---------- WYBRANY FRAGMENT ----------
Książka swego czasu
bardzo wyczekiwana przez fanów; było w niej pokładane wiele nadziei; miała
stanowić potrzebny dla lepszego zrozumienia posunięć Imperatora Palpatine’a
prolog… Czy tego dokonała historia opisana przez Jamesa Luceno? Zapraszam na recenzję
„Dartha Plagueisa”!
Tej opowieści nie usłyszysz od Jedi. To legenda Sithów. Darth
Plagueis był Mrocznym Lordem Sithów, tak potężnym i tak mądrym, że używał Mocy
wpływając na midichloriany, by tworzyć życie. Miał
taką wiedzę o ciemnej stronie, że tych, których bardzo kochał mógł zachować od śmierci.
(Zemsta Sithów)
----------
WYMAGANIA ZADANIA: Przepisz dokładnie część wybranego fragmentu powyżej, od słów „Książka swego czasu” aż do słów „zachować od śmierci.” włącznie.
---------- ZAPISANE POZYCJE ----------
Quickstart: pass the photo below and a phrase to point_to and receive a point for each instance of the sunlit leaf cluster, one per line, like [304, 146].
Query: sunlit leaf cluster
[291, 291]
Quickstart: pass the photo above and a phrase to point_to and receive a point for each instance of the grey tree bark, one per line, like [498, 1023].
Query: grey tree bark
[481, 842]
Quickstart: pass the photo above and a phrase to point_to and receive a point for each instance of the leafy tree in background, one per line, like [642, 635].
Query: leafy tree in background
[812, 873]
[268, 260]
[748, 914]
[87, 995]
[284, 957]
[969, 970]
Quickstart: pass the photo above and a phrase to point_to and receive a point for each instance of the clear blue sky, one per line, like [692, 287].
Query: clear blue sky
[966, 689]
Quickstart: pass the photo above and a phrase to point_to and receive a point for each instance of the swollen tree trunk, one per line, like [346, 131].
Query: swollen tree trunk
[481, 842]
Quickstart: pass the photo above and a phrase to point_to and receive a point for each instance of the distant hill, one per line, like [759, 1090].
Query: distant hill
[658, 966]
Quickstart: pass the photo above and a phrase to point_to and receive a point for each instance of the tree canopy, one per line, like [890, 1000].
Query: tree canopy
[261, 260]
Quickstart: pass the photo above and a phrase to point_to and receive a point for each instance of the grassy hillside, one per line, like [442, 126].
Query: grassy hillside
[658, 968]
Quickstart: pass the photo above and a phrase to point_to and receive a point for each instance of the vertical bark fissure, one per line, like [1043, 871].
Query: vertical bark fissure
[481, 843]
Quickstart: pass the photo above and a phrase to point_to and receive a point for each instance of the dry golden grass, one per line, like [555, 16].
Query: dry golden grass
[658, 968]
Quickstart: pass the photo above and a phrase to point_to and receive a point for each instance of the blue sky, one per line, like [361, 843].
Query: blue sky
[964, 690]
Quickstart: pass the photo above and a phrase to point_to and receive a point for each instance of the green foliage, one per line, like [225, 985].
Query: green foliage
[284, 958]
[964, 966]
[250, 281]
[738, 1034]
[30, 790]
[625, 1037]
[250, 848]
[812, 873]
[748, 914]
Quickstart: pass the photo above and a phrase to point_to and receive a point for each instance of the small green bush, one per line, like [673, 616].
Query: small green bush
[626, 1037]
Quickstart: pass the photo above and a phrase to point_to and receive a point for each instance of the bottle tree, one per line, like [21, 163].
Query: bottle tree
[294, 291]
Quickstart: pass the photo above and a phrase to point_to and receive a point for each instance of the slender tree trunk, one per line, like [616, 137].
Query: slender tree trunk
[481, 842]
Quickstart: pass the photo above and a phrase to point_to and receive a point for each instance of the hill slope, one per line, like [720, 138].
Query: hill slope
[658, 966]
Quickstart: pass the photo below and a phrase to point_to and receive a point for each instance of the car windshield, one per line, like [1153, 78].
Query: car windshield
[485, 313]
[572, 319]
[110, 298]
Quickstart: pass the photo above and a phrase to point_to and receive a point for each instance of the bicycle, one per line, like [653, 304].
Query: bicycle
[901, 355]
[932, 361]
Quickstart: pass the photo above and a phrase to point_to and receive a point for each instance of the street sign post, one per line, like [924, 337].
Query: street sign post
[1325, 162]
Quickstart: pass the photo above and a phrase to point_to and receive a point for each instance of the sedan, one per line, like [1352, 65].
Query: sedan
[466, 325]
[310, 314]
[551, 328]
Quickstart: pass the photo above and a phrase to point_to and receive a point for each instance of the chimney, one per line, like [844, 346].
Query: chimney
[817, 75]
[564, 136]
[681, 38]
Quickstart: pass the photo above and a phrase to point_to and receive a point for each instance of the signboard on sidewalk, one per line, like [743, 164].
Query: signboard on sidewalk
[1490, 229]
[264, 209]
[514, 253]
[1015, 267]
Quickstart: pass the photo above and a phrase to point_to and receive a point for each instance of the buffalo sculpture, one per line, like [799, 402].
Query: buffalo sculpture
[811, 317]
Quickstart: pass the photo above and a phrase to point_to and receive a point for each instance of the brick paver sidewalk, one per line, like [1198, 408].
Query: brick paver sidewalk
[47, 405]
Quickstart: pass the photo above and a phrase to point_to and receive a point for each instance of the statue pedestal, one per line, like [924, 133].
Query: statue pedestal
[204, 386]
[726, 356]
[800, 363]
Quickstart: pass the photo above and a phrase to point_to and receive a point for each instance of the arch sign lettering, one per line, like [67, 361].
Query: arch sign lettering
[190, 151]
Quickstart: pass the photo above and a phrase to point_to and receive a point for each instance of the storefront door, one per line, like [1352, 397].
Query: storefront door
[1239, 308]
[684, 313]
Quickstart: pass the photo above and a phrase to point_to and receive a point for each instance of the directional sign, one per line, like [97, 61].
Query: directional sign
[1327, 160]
----------
POPRAWNA ODPOWIEDŹ:
Książka swego czasu
bardzo wyczekiwana przez fanów; było w niej pokładane wiele nadziei; miała
stanowić potrzebny dla lepszego zrozumienia posunięć Imperatora Palpatine’a
prolog… Czy tego dokonała historia opisana przez Jamesa Luceno? Zapraszam na recenzję
„Dartha Plagueisa”!
Tej opowieści nie usłyszysz od Jedi. To legenda Sithów. Darth
Plagueis był Mrocznym Lordem Sithów, tak potężnym i tak mądrym, że używał Mocy
wpływając na midichloriany, by tworzyć życie. Miał
taką wiedzę o ciemnej stronie, że tych, których bardzo kochał mógł zachować od śmierci.